**Excerpts from a pointing dataset:**

• • • • • • •

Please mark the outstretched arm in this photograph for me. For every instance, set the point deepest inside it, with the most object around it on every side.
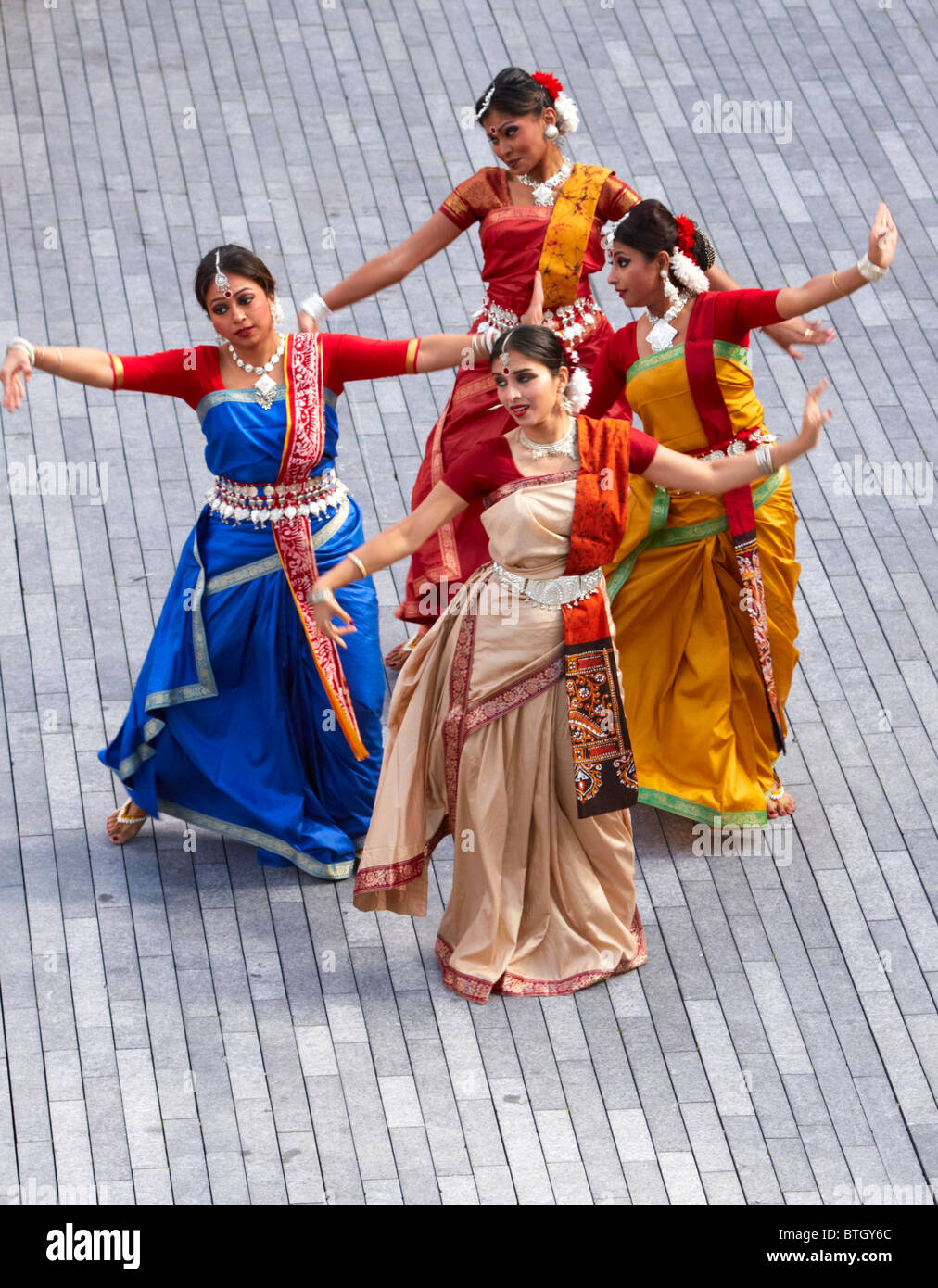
(689, 474)
(85, 366)
(832, 286)
(388, 268)
(788, 334)
(396, 542)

• • • • • • •

**Task to complete:** Extract every line of the material above verbatim, omitting the pictures.

**Task output:**
Please mark the outstretched arm in this photograph for me. For every instance, set the point deepest inside it, with the most object around it on every side.
(689, 474)
(85, 366)
(832, 286)
(388, 268)
(788, 334)
(396, 542)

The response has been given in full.